** DATA SECTION follows **
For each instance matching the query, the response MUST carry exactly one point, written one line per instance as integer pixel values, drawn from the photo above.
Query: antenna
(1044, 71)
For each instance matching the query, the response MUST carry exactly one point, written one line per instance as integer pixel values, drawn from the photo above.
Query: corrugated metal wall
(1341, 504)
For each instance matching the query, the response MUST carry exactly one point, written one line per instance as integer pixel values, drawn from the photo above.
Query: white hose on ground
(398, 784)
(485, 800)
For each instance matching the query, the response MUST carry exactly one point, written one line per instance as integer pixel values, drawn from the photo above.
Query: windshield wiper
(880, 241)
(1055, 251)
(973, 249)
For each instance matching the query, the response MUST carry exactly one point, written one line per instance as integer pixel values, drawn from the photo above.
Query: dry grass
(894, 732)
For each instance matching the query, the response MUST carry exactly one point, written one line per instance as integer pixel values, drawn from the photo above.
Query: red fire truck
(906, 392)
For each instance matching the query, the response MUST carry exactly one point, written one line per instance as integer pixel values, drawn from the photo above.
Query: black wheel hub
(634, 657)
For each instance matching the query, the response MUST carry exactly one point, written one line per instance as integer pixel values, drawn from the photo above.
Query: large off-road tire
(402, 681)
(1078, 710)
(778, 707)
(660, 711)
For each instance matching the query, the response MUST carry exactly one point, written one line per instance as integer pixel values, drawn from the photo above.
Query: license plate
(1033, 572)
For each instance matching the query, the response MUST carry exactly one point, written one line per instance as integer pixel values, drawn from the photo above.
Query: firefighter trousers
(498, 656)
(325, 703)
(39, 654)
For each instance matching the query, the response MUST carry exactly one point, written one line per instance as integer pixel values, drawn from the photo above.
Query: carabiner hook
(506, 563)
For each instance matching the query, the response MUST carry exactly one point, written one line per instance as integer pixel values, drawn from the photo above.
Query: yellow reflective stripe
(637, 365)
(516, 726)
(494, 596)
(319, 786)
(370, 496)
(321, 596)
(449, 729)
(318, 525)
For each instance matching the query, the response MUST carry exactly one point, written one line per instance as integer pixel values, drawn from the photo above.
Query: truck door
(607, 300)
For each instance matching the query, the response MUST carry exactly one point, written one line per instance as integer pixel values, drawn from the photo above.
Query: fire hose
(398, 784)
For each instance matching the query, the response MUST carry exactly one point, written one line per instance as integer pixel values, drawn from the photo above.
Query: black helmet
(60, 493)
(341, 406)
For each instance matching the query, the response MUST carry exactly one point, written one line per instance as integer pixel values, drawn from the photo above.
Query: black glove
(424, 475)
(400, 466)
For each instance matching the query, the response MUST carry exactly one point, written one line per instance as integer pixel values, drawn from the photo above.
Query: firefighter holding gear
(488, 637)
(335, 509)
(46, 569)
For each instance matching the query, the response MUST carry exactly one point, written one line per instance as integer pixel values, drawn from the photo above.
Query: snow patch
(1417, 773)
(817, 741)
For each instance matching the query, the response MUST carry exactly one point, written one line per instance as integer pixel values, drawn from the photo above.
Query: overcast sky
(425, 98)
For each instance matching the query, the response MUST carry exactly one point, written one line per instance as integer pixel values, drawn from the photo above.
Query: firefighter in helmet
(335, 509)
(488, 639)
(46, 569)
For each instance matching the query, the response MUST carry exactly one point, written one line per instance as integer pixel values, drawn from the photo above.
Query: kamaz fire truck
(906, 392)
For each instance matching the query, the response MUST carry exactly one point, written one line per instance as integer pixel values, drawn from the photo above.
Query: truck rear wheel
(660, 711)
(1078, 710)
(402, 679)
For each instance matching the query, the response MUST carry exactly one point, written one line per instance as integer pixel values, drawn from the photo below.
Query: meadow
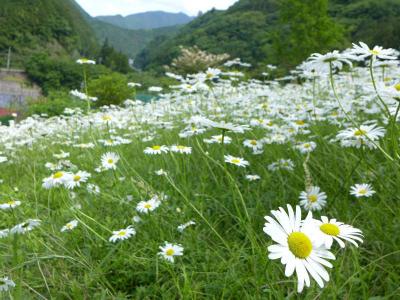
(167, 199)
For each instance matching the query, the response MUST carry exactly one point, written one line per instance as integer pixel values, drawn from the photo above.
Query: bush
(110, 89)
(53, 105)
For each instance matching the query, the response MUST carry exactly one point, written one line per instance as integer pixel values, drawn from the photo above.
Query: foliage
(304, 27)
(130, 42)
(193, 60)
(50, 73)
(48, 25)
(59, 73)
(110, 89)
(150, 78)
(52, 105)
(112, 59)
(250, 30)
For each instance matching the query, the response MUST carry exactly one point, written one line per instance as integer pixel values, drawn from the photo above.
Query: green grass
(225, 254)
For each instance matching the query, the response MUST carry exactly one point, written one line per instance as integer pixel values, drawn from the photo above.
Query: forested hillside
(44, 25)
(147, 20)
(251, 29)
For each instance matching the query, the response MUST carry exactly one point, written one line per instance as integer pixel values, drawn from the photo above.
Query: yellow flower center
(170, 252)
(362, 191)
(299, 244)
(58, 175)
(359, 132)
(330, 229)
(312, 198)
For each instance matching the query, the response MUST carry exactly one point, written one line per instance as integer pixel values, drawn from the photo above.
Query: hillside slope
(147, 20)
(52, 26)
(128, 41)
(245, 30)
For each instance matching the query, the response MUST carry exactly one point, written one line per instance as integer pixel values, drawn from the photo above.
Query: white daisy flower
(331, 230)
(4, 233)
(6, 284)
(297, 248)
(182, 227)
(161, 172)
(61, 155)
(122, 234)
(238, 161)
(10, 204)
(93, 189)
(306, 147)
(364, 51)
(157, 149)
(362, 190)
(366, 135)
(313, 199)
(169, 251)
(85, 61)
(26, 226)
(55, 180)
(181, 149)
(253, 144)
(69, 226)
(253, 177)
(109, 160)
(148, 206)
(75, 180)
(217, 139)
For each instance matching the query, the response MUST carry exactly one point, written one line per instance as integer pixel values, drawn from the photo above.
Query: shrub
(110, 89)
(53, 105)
** End of DATA SECTION **
> _TASK DESCRIPTION_
Output the lines above in full and exactly. Leave out every picture.

> _EXERCISE ANSWER_
For each instance matching the query, the response MUST carry exactly one point, written one line per instance as integer pixel values, drawn from the photo above.
Query: antenna
(1044, 71)
For each instance matching the query, the response MUST carry exactly one point, written one line per instance as integer pixel values, drawn from the photo above.
Query: corrugated metal wall
(1341, 504)
For each instance matching the query, the response MUST carry exactly one point, written one line per instance as integer pixel values, drawn from the photo above.
Query: white hose on ground
(398, 784)
(485, 800)
For each instance matching the query, the response MUST carry exactly one point, written one line per instance as integer pixel values, drawn from the photo above.
Query: windshield wiper
(880, 241)
(1055, 251)
(973, 249)
For each instance matching the query, the response MUST carry exactly one point, written one line per instance as integer pixel values, drawn from the photo above.
Query: dry grass
(894, 732)
For each instance matching the query, the response MUST carry exactly one point, written one line per instance as integer pixel values, drawn from the photo above.
Query: red fire truck
(906, 392)
For each instance matching the query, the response MUST carry exactly one point, written one line per instance as integer pixel values, drawn from the photo above.
Query: black wheel hub
(634, 657)
For each instance matching the query, the response MUST carry exactly one point, written one line per instance as integer pixel values, drawn from the photo above.
Query: large off-road tire
(402, 681)
(1078, 710)
(778, 707)
(660, 711)
For each instance matching the query, the response MUST carry exactly one point, written one line per instance as integer pixel values, drawn from the photo above.
Query: license plate
(1033, 572)
For each instance matching the query, the response MUST carry exactly one point, written one line per instance as integer pixel values, drawn from the photo above.
Query: firefighter trousers
(498, 656)
(325, 703)
(39, 654)
For each instance matching the query, the response MUST carry exactly one point, written one line per instance as integer pixel values, drawn from the photo above.
Query: carabiner hook
(506, 563)
For each instance matching the query, the response MUST carry exactly one point, written one line per instance as integer pixel values, drawn from the photo above.
Query: yellow reflective stripe
(637, 365)
(516, 726)
(494, 596)
(319, 786)
(370, 496)
(321, 596)
(449, 729)
(318, 525)
For each instance matching the query, the response MUST carry exactly one point, written one line per instance as integer pixel values, drawn from the photo above.
Query: truck door
(607, 300)
For each instance matching the query, the response MUST carry exactly one point, written one line per instance as integer pixel values, drawn from the photo above.
Query: fire hose
(398, 784)
For each instance matching the query, the response MUST carry exactly one point, written one line per instance as integer pixel values, drawn from the photo above.
Query: black helmet
(60, 493)
(341, 406)
For each instance matching the query, the response MUST carry exactly one point, written one line per instance as integer pixel values, drawn from the photo above.
Query: black glove
(424, 475)
(400, 466)
For each instance matching the query, the response MUST carry exactly one point, written one line per instance as integer pixel values, drawn from the photo above.
Query: firefighter holding gear
(488, 637)
(335, 509)
(46, 569)
For each instance matching the query, the response MUST carry exactly one point, written one line per instance as integer pixel values, drawn from the photo above.
Query: snow patch
(1417, 773)
(817, 741)
For each instance matching the query, the response MUST carry exactly one point, written one line per instance as integer pixel values, drawn from the photo above.
Query: overcast sky
(425, 98)
For each instance matching the query, the response MUST carry exactly one point, written one line per instance as integer pixel values, drawn from the photo above.
Query: firefighter in helmet
(335, 509)
(488, 639)
(46, 569)
For each instance matching the query, the response MUST carry exactly one point, written one line per instance as integer pixel values, drawn from the photo above.
Query: kamaz fire truck
(906, 392)
For each instance matching the query, the response MUST carry exactly one point, written one line per instance as integer pixel values, drawn from the photo above.
Query: truck rear wheel
(660, 711)
(1078, 710)
(402, 679)
For each instance matching the query, the response MUST carry exactly one point, written one line per instance as integer pixel values, drawn from the photo below.
Query: meadow
(167, 199)
For each instance matching the query, the response MUST carry exactly one point, written one line per instance as integer pixel values, drawn from the photo above.
Query: bush
(110, 89)
(53, 105)
For each instance matching the query, the response MUST carry exactly one point, written one line per instance as integer pixel values, drawn from the photo above.
Query: foliage
(304, 27)
(130, 42)
(193, 60)
(50, 73)
(48, 25)
(59, 73)
(110, 89)
(150, 78)
(52, 105)
(112, 59)
(250, 30)
For each instance matching the query, the response MUST carry exactly one point, written one line per instance as integer pixel values, drawn from the photo above.
Query: green grass
(225, 254)
For each instance matching the query, the response MUST carry exactly one point, written one line per instance as integer pixel values, drawn from the photo above.
Query: forested hillside
(44, 25)
(147, 20)
(251, 29)
For each instance matching the query, the response MUST carry exactly one point, written one line per instance as integer pixel values, drawn from the photo above.
Query: yellow flower center
(170, 252)
(362, 191)
(299, 244)
(58, 175)
(359, 132)
(330, 229)
(312, 198)
For each instance matching the query, the response MUST carry exactly one point, written one line per instance as integer pixel values, drawn from the photo above.
Query: hillside slope
(147, 20)
(52, 26)
(128, 41)
(245, 30)
For each instance matching the query, the response MUST carry exactly one point, written one line per instance as integer pixel values, drawn from the photo above.
Query: white daisy flower
(331, 230)
(4, 233)
(6, 284)
(297, 248)
(182, 227)
(161, 172)
(61, 155)
(122, 234)
(238, 161)
(10, 204)
(93, 189)
(306, 147)
(364, 51)
(157, 149)
(362, 190)
(366, 135)
(313, 199)
(169, 251)
(85, 61)
(26, 226)
(55, 180)
(181, 149)
(253, 144)
(69, 226)
(253, 177)
(109, 160)
(148, 206)
(75, 180)
(217, 139)
For each instance matching the query, the response MUST carry exactly one point, written one line per instance as integer pixel values, drawn from the photo above.
Query: shrub
(110, 89)
(53, 105)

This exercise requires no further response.